Exercise 1: Please locate every line in the rows below that contains the word "rose" and copy each one. Case counts.

PipelineResult
- class PipelineResult(random_seed: int, model: ~pykeen.models.base.Model, training: ~pykeen.triples.triples_factory.CoreTriplesFactory, training_loop: ~pykeen.training.training_loop.TrainingLoop, losses: list[float], metric_results: ~pykeen.evaluation.evaluator.MetricResults, train_seconds: float, evaluate_seconds: float, stopper: ~pykeen.stoppers.stopper.Stopper | None = None, configuration: ~collections.abc.Mapping[str, ~typing.Any] = <factory>, metadata: ~collections.abc.MutableMapping[str, ~typing.Any] = <factory>, version: str = <factory>, git_hash: str = <factory>)[source]
Bases:
ResultA dataclass containing the results of running
pykeen.pipeline.pipeline().Attributes Summary
The configuration
How long in seconds did evaluation take?
The git hash of PyKEEN used to create these results
The losses during training
Any additional metadata as a dictionary
The results evaluated by the pipeline
The model trained by the pipeline
The random seed used at the beginning of the pipeline
An early stopper
The title of the experiment.
How long in seconds did training take?
The training triples
The training loop used by the pipeline
The version of PyKEEN used to create these results
Methods Summary
get_metric(key)Get the given metric out of the metric result object.
plot(**kwargs)Plot all plots.

Point labeling examples:

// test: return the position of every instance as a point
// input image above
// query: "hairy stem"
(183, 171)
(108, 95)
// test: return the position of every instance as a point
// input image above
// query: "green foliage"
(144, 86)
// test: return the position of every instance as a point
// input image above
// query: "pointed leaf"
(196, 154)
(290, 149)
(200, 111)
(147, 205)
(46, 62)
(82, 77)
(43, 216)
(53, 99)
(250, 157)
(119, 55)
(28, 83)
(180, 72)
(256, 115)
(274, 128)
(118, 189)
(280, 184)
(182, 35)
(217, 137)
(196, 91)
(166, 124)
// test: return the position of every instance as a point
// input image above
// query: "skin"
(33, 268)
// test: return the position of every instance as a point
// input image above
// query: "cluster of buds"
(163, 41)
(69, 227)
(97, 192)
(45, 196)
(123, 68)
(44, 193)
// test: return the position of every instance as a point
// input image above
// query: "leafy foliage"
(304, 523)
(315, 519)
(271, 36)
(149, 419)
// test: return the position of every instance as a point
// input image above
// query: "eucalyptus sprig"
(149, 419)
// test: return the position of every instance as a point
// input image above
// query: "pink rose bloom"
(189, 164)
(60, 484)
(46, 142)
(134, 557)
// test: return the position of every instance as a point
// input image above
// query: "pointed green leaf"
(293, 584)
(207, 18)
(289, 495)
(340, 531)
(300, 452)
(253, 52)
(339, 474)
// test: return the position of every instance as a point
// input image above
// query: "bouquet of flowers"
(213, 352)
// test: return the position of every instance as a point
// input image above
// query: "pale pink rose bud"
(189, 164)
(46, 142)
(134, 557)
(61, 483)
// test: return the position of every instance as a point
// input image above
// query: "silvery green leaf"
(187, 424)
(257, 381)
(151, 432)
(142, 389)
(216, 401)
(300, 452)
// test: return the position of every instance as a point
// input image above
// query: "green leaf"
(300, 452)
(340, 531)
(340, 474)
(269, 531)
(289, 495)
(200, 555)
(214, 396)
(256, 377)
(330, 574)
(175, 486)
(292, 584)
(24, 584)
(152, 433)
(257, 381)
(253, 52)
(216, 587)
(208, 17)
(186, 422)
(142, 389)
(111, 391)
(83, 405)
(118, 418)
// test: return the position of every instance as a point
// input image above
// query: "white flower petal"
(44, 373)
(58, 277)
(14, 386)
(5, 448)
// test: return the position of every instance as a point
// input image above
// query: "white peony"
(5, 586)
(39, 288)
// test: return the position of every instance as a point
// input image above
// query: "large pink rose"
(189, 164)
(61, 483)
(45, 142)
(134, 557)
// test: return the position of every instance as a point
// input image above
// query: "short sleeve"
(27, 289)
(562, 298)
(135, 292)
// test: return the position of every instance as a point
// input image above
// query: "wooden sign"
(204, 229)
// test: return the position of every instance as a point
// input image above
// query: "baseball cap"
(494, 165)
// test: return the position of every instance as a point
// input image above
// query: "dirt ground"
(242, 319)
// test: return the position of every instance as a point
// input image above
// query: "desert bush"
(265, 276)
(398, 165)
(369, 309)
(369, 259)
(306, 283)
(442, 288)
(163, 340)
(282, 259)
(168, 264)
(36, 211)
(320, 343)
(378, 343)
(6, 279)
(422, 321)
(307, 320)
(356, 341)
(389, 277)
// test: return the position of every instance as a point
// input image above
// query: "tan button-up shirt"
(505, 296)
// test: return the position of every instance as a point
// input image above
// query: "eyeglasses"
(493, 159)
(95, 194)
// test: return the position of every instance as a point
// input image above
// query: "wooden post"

Exercise 2: Summarize the PipelineResult documentation above in two sentences.

Exercise answer 1:
// query: "pink rose bloom"
// query: "pale pink rose bud"
// query: "large pink rose"

Exercise answer 2: PipelineResult is a dataclass containing the results of running pykeen.pipeline.pipeline(), including the model trained by the pipeline, the training triples, the training loop, the losses during training, the evaluated results, and how long training and evaluation took. It also holds the random seed, the configuration, any additional metadata, and the version and git hash of PyKEEN used, and it offers methods to get a given metric and to plot all plots.